** Task inputs **
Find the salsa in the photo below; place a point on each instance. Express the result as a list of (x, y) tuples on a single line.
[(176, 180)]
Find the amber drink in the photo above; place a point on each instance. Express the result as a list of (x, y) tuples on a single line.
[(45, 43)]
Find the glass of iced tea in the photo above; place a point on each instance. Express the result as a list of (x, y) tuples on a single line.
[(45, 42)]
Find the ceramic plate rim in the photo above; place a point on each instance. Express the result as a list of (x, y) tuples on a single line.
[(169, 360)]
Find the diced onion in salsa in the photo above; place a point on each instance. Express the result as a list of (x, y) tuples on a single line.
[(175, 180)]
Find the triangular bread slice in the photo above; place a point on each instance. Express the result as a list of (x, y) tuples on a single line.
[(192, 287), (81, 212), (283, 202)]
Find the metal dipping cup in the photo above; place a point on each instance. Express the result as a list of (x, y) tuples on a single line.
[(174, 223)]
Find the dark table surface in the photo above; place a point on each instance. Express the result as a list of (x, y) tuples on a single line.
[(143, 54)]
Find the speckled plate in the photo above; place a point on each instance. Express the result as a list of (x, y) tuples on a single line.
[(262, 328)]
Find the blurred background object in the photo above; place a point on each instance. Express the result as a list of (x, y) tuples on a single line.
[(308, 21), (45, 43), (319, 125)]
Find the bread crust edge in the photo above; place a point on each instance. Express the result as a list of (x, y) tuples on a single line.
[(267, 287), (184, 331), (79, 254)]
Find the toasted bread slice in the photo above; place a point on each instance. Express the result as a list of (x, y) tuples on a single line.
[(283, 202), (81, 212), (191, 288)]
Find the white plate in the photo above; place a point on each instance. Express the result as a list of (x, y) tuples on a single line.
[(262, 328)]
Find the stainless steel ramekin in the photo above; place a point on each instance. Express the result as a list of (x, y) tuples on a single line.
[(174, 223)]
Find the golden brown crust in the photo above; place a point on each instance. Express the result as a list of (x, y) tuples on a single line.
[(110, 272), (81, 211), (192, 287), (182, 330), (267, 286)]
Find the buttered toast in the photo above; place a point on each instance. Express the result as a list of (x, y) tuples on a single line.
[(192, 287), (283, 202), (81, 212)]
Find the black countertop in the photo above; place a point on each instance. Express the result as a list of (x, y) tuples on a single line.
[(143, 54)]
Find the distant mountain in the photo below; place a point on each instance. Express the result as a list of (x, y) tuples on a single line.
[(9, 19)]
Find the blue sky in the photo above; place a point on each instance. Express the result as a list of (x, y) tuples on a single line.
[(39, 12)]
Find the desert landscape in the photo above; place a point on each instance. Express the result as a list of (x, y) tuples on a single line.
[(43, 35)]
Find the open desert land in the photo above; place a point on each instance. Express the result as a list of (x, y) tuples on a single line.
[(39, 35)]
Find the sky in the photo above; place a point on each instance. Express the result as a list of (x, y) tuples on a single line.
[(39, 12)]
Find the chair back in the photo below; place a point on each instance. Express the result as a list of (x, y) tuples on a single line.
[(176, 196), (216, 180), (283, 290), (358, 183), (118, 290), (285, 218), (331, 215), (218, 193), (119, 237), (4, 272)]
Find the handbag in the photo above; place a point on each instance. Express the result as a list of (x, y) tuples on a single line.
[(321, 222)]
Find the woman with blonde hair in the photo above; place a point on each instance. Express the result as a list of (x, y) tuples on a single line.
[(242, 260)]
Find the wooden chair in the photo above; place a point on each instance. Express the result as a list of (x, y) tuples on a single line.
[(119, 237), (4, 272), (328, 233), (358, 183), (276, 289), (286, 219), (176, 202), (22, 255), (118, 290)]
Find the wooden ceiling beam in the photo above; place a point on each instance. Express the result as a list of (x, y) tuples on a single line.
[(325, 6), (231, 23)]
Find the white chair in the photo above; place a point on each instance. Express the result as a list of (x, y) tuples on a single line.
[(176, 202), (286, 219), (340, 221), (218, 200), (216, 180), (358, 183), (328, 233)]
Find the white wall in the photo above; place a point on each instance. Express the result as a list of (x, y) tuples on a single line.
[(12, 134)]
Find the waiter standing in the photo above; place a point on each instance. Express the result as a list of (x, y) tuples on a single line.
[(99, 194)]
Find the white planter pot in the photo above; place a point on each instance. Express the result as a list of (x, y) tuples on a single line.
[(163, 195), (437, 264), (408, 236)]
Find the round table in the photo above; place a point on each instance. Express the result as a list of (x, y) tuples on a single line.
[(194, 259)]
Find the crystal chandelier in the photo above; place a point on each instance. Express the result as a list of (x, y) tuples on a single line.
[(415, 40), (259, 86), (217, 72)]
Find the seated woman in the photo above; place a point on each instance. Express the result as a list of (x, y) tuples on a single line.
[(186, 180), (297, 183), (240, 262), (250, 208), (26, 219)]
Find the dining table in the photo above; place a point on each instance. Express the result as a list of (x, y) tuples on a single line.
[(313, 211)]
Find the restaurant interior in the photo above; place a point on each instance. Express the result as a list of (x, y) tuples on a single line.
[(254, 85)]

** What you have to do **
Render every one of the records above as a numbered list, leaving out any blank lines.

** Answer to this problem **
1. Find the salsa in the photo below; place a point on each instance. Express the result as a list of (x, y) tuples on a single line.
2. [(176, 180)]
3. Find the amber drink in the photo above; place a point on each instance. Express the result as a list of (x, y) tuples on a single line.
4. [(45, 43)]
5. Find the glass of iced tea in the photo above; place a point on each instance. Express the result as a list of (x, y) tuples on a single line.
6. [(45, 42)]
7. Find the ceramic plate rim in the photo above; place a point on each instance. Express the result as a list of (x, y) tuples on a single line.
8. [(169, 360)]
9. Find the diced onion in salsa in the photo above; place a point on each instance. Express the result as a list of (x, y) tuples on a single line.
10. [(175, 180)]
11. Find the triangular bread slice in the photo above; place a point on each instance. Express the result as a list of (x, y) tuples on a single line.
12. [(192, 287), (81, 212), (283, 202)]
13. Find the metal dipping cup in the photo above; place a point on each instance. Express the result as a list of (x, y) tuples on a single line.
14. [(174, 223)]
15. Find the dark table surface in the photo above; place a point on each instance. Express the result as a list of (x, y) tuples on a single line.
16. [(143, 54)]
17. Find the speckled plate in the photo above; place a point on each instance. Express the result as a list of (x, y) tuples on a single line.
18. [(262, 328)]
19. Find the blurred background object in the photo above; place a point on each instance. Express the result as a list of (x, y) tuples on a single line.
20. [(308, 21), (45, 43), (319, 125)]
21. Find the bread crust edge in the photo above; place a point on each instance. Express the result as a list of (x, y) tuples on a single line.
22. [(267, 287), (184, 331), (79, 254)]
23. Find the toasted bread slice in the photo above; place a point on each instance. Express the result as a list of (x, y) tuples on a single line.
24. [(283, 202), (81, 212), (191, 288)]
25. Find the white plate in the photo above; place a point on each instance. Express the result as a list of (x, y) tuples on a single line.
26. [(262, 328)]
27. Find the stainless steel ramekin in the photo above; place a point on each instance. Express the result as a list of (x, y) tuples on a single line.
28. [(174, 223)]
29. Find the golden brown crust in the photo above; place a point on each instance. Express the result as a list of (x, y) tuples on a single line.
30. [(110, 272), (81, 211), (192, 287), (182, 330), (267, 286)]
31. Find the buttered toast in the photo above; place a point on each instance. Express the result as a list of (x, y) tuples on a single line.
32. [(192, 287), (283, 202), (81, 212)]
33. Find the black countertop in the photo above; place a point on each instance. Express the result as a list of (x, y) tuples on a single line.
34. [(143, 54)]
35. Find the distant mountain in the photo below; place a point on each instance. Express the result as a list of (x, y) tuples on a single line.
36. [(9, 19)]
37. Find the blue sky in the photo above; place a point on each instance. Express the result as a list of (x, y) tuples on a single line.
38. [(39, 12)]
39. Find the desert landscape in the photo above; place a point on each instance. Express the result as a list of (x, y) tuples on a single line.
40. [(43, 35)]
41. Find the open desert land in the photo above; place a point on each instance. Express the result as a list of (x, y) tuples on a single line.
42. [(39, 35)]
43. Find the sky in the photo above; place a point on each instance. Express the result as a list of (x, y) tuples on a single line.
44. [(39, 12)]
45. Find the chair back in the photo below; place a point on each instance. Express the result as a list of (x, y) tuples on a single line.
46. [(176, 196), (216, 180), (283, 290), (358, 183), (118, 290), (285, 218), (331, 215), (218, 193), (119, 237), (4, 272)]
47. Find the handbag in the photo above; place a point on each instance. Express the result as a list of (x, y) tuples on a single line.
48. [(321, 222)]
49. Find the woman with blonde hair in the photo above; place a point on each instance. Express the result as a list of (x, y) tuples on a single line.
50. [(242, 260)]
51. Find the wooden chair in the photo above; place a point on each instance. Express the result as a list of (x, y) tuples on a single line.
52. [(119, 237), (4, 272), (328, 233), (358, 183), (276, 289), (286, 219), (176, 202), (22, 255), (118, 290)]
53. Find the wooden ceiling beam in the photo above; place a point on each instance. Express the result as a list of (x, y) tuples on a single line.
54. [(325, 6), (231, 23)]
55. Find the white chair in the photo above; place a point on each instance. Express the result as a list of (x, y) tuples on a single line.
56. [(176, 202), (286, 219), (340, 221), (218, 200), (216, 180), (358, 183), (328, 233)]
57. Find the white wall in the photo above; place a point on each instance. Express the result as a list of (x, y) tuples on a single line.
58. [(12, 134)]
59. Find the waiter standing in the photo above; place a point on each instance. Express the result as a list of (x, y) tuples on a single line.
60. [(99, 194)]
61. Find the white planter pot in the photo above; place a point on each instance. Express the result as a list of (x, y) tuples on a single line.
62. [(163, 195), (437, 264), (408, 236)]
63. Find the round table in the photo above; place a point on each instance. Express the result as a list of (x, y) tuples on a single line.
64. [(194, 259)]
65. Find the crystal chandelier in the photo above; place a point on each instance. Express the result as a list of (x, y) tuples on a single line.
66. [(415, 40), (259, 86), (217, 72)]
67. Find the seated woman in the photo above; place a point on each instance. Express the result as a list of (x, y) tuples on a single line.
68. [(186, 180), (297, 183), (240, 262), (250, 208), (26, 219)]
69. Find the dining table in the photo above; place a point on each instance. Express the result as a list of (x, y) tuples on a single line.
70. [(313, 211)]
71. Find the restaurant interior in the photo above; place a point on each instance. Express the result as a list of (x, y) tuples on a single line.
72. [(254, 85)]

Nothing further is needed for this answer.